> PROBLEM TO SOLVE: The entries are to be given back verbatim; no picture is to be copied.

> SOURCE MATERIAL:

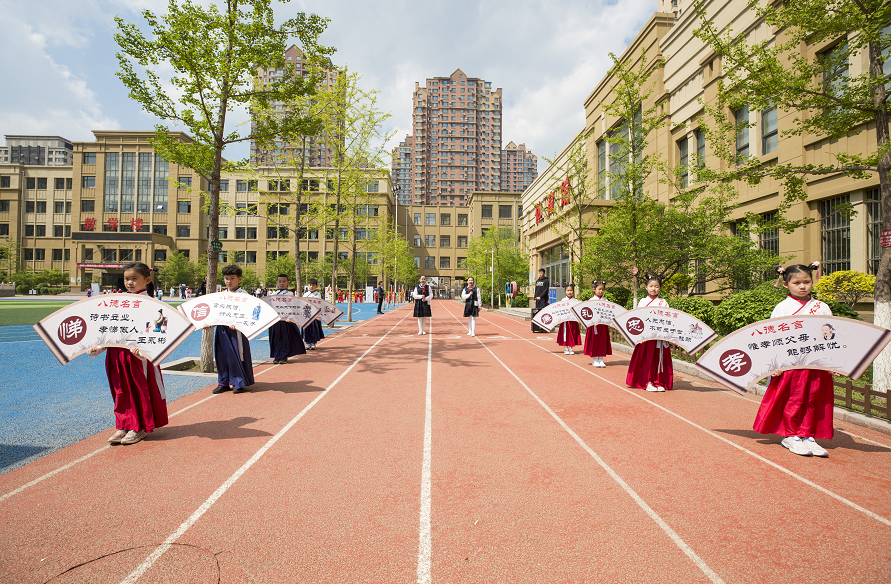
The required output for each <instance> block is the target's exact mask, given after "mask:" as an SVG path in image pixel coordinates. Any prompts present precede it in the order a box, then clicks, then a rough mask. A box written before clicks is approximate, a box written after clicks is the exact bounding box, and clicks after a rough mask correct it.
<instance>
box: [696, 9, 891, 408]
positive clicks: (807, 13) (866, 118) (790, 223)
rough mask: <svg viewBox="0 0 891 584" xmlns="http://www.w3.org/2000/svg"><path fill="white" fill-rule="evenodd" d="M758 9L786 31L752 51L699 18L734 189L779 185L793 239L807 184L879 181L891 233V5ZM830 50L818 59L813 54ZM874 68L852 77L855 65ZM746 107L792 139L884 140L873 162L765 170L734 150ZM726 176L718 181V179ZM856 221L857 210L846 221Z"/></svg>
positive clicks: (699, 35) (714, 121)
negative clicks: (733, 117) (837, 178)
mask: <svg viewBox="0 0 891 584" xmlns="http://www.w3.org/2000/svg"><path fill="white" fill-rule="evenodd" d="M749 9H750V10H753V11H755V13H756V14H757V15H758V17H759V18H763V19H764V22H765V23H766V24H767V25H768V26H770V27H771V30H775V31H778V32H777V38H775V39H768V40H765V41H762V42H757V43H752V42H750V41H749V39H748V38H746V35H745V34H740V33H739V32H734V31H732V30H728V31H719V30H718V29H717V28H716V27H715V25H714V23H713V22H712V20H711V19H710V17H709V15H708V14H707V13H706V10H705V6H704V3H702V2H696V3H695V4H694V10H695V11H696V12H697V15H698V17H699V19H700V25H699V28H698V29H696V30H695V31H694V34H695V35H696V36H697V37H699V38H700V39H702V40H703V41H704V42H705V43H706V44H707V45H708V46H709V47H710V48H711V50H712V51H714V54H715V55H716V56H717V57H719V58H720V59H721V68H722V70H723V72H724V74H723V75H724V77H723V79H721V80H720V82H719V83H718V86H717V87H718V91H717V97H716V99H715V101H714V102H713V103H711V104H708V107H707V108H706V114H707V116H708V117H709V118H710V123H709V128H707V130H708V131H707V134H706V136H707V138H708V140H709V141H710V142H711V143H712V149H713V150H714V151H715V153H716V154H717V155H718V156H719V157H720V158H721V159H722V160H724V161H726V162H727V167H728V168H727V169H726V170H724V171H723V172H721V173H720V175H721V178H722V179H723V180H725V181H730V182H732V181H744V182H747V183H749V184H758V183H759V182H760V181H762V180H764V179H766V178H771V179H774V180H777V181H779V182H780V184H782V185H783V196H782V198H781V201H780V204H779V205H778V210H779V212H780V213H779V215H780V216H781V219H780V221H778V224H779V225H780V226H781V227H782V228H783V229H784V230H785V231H787V232H790V231H792V230H794V229H795V228H797V227H800V226H801V225H802V224H804V223H806V222H807V220H801V221H795V220H789V219H786V218H785V217H784V212H785V211H786V210H788V209H789V208H790V207H791V206H792V205H793V204H795V203H796V202H799V201H803V200H805V199H806V198H807V192H806V189H805V185H806V183H807V181H808V180H813V179H815V178H821V177H833V176H848V177H851V178H854V179H861V180H862V179H868V178H869V177H873V176H877V177H878V180H879V187H880V191H881V209H882V222H883V225H882V226H883V228H884V229H891V175H889V170H891V131H889V126H888V121H889V118H888V114H889V104H888V97H889V92H888V87H889V85H888V83H889V82H891V74H889V67H888V47H889V46H891V27H889V22H891V4H889V3H888V2H885V1H884V0H834V1H833V2H828V3H827V2H825V1H823V0H800V1H796V2H783V3H766V4H765V3H761V2H755V1H754V0H752V1H750V2H749ZM826 45H828V46H829V47H830V50H825V51H821V52H820V53H819V54H816V55H815V51H814V48H815V47H821V46H826ZM858 60H859V61H860V62H862V63H864V64H865V65H866V66H865V67H864V68H863V70H862V72H860V73H857V74H854V75H852V74H851V72H850V70H849V64H850V63H852V62H857V61H858ZM743 106H746V107H748V108H749V109H750V110H752V111H758V110H772V109H774V108H776V109H777V110H778V113H787V114H791V115H788V116H782V115H780V116H778V117H779V118H781V119H784V120H785V119H789V120H791V121H790V123H789V127H787V128H783V129H782V131H781V132H780V136H782V137H783V138H789V137H801V136H819V137H823V138H824V139H828V140H833V139H837V138H841V137H843V136H852V135H856V134H858V133H860V132H863V131H866V130H867V128H870V129H872V130H873V131H875V139H876V144H875V149H874V150H871V151H869V152H863V153H857V152H837V151H836V152H833V153H832V156H834V158H835V163H834V164H809V163H807V161H806V160H802V159H794V160H792V161H788V162H782V163H780V162H778V163H777V164H772V165H763V164H761V163H760V162H759V161H758V159H757V158H755V157H750V158H743V159H740V158H738V157H737V153H736V150H735V148H734V147H733V146H734V141H735V138H736V135H737V132H739V131H740V130H741V129H742V128H743V127H744V126H746V125H747V124H736V123H735V121H734V120H732V119H730V118H729V116H728V115H727V112H730V111H734V110H736V109H738V108H740V107H743ZM714 172H715V173H717V171H714ZM843 212H844V213H847V214H850V213H851V210H850V208H848V209H846V210H844V211H843ZM874 298H875V321H874V322H875V324H877V325H879V326H883V327H886V328H891V251H889V249H888V248H882V256H881V260H880V262H879V269H878V273H877V274H876V283H875V292H874ZM873 371H874V377H873V379H874V382H875V387H876V389H878V390H880V391H885V392H887V391H889V390H891V351H889V350H887V349H886V350H885V351H883V352H882V353H881V354H880V355H879V357H878V358H877V359H876V361H875V363H874V364H873Z"/></svg>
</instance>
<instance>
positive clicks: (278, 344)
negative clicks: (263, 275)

> TASK SOLUTION:
The required output for each <instance> block is the target's exact mask, given after "mask:" as an SVG path in image pixel coordinates. Any prompts present precede it in the order a box, then clicks, then a rough mask. A box written before clicks is approximate, a box written after clicks is the exact bounding box, and clicks after a rough mask correct it.
<instance>
box: [696, 9, 891, 408]
positive clicks: (807, 13) (866, 118) (790, 223)
rough mask: <svg viewBox="0 0 891 584" xmlns="http://www.w3.org/2000/svg"><path fill="white" fill-rule="evenodd" d="M758 9L786 31L752 51L699 18L734 189L779 185L793 239L807 184L879 181L891 233V5ZM830 50L818 59L813 54ZM874 68L852 77L855 65ZM746 107L792 139L884 140L873 162L765 170L734 150ZM726 176L718 181V179ZM856 221L857 210L846 221Z"/></svg>
positive clicks: (699, 35) (714, 121)
negative clicks: (733, 117) (837, 178)
mask: <svg viewBox="0 0 891 584" xmlns="http://www.w3.org/2000/svg"><path fill="white" fill-rule="evenodd" d="M749 9H750V10H753V11H755V13H756V14H757V15H758V17H759V18H763V19H764V22H765V23H766V24H767V25H768V26H770V27H771V30H775V31H778V32H777V38H775V39H768V40H765V41H762V42H757V43H752V42H750V41H749V39H748V38H746V35H745V34H740V33H739V32H734V31H732V30H728V31H719V30H718V29H717V28H716V27H715V25H714V23H713V22H712V20H711V19H710V17H709V15H708V14H707V13H706V10H705V6H704V3H702V2H696V3H695V4H694V10H695V11H696V12H697V15H698V17H699V19H700V25H699V28H698V29H696V30H695V31H694V34H695V35H696V36H697V37H699V38H700V39H702V40H703V41H704V42H705V43H706V44H707V45H708V46H709V47H710V48H711V50H712V51H714V54H715V55H716V56H717V57H719V58H720V59H721V68H722V70H723V72H724V74H723V75H724V77H723V79H721V80H720V82H719V83H718V86H717V87H718V91H717V97H716V99H715V101H714V102H713V103H711V104H708V107H707V108H706V114H707V116H708V117H709V118H710V123H709V128H707V130H708V131H707V134H706V136H707V138H708V140H709V141H710V142H711V143H712V149H713V150H714V151H715V153H716V154H717V155H718V156H719V157H720V158H721V159H722V160H724V161H726V162H727V167H728V168H727V169H726V170H724V171H723V172H721V173H720V175H721V178H722V179H723V180H725V181H730V182H732V181H744V182H747V183H749V184H758V183H759V182H760V181H762V180H764V179H766V178H771V179H774V180H777V181H779V182H780V184H782V185H783V196H782V198H781V201H780V204H779V205H778V210H779V212H780V213H779V215H780V216H781V219H780V221H778V224H779V225H780V226H781V227H782V228H783V229H784V230H785V231H787V232H790V231H792V230H794V229H795V228H797V227H800V226H801V225H802V224H804V223H806V222H807V220H801V221H795V220H789V219H786V218H785V217H784V212H785V211H786V210H788V209H789V208H790V207H791V206H792V205H793V204H795V203H796V202H799V201H803V200H805V199H806V198H807V192H806V189H805V185H806V183H807V181H808V180H813V179H815V178H821V177H833V176H848V177H851V178H854V179H861V180H862V179H868V178H869V177H873V176H877V177H878V180H879V187H880V191H881V209H882V222H883V225H882V226H883V228H884V229H891V175H889V170H891V131H889V126H888V121H889V118H888V114H889V104H888V97H889V92H888V87H889V85H888V83H889V82H891V74H889V67H888V47H889V46H891V27H889V22H891V4H889V3H888V2H885V1H884V0H834V1H833V2H828V3H827V2H825V1H823V0H800V1H796V2H783V3H766V4H765V3H761V2H755V1H754V0H752V1H750V2H749ZM826 45H828V46H829V47H830V50H825V51H821V52H820V53H819V54H816V55H815V51H814V48H815V47H821V46H826ZM858 60H859V61H860V62H862V63H864V64H865V65H866V66H865V67H864V68H863V70H862V72H860V73H857V74H854V75H852V74H851V72H850V70H849V64H850V63H852V62H857V61H858ZM743 106H746V107H748V108H749V109H750V110H752V111H758V110H772V109H774V108H776V109H777V110H778V113H787V114H791V115H788V116H782V115H780V116H778V117H779V118H781V119H784V120H785V119H789V120H791V121H790V123H789V127H787V128H783V129H782V131H781V132H780V136H782V137H783V138H789V137H801V136H819V137H823V138H824V139H828V140H833V139H837V138H841V137H843V136H852V135H856V134H858V133H860V132H863V131H866V130H867V128H870V129H872V130H873V131H875V139H876V144H875V149H874V150H871V151H869V152H863V153H857V152H837V151H836V152H833V153H832V156H834V158H835V163H834V164H809V163H807V161H806V160H802V159H794V160H792V161H788V162H782V163H780V162H778V163H777V164H772V165H763V164H761V163H760V162H759V161H758V159H757V158H755V157H750V158H743V159H740V158H738V157H737V153H736V150H735V148H734V147H733V146H734V141H735V138H736V135H737V132H739V131H740V130H741V129H742V128H743V127H744V126H746V125H747V124H736V123H735V121H734V120H732V119H730V118H729V116H728V115H727V112H730V111H734V110H736V109H738V108H740V107H743ZM714 172H715V173H717V171H714ZM843 212H844V213H847V214H850V213H851V210H850V208H848V209H846V210H844V211H843ZM874 298H875V321H874V322H875V324H877V325H879V326H883V327H886V328H891V251H889V249H888V248H882V256H881V260H880V262H879V269H878V273H877V274H876V283H875V292H874ZM873 371H874V377H873V379H874V382H875V387H876V389H878V390H880V391H885V392H887V391H889V390H891V351H889V350H887V349H886V350H885V351H883V352H882V353H881V354H880V355H879V357H878V358H877V359H876V361H875V363H874V364H873Z"/></svg>
</instance>
<instance>
positive clicks: (278, 344)
negative clicks: (263, 275)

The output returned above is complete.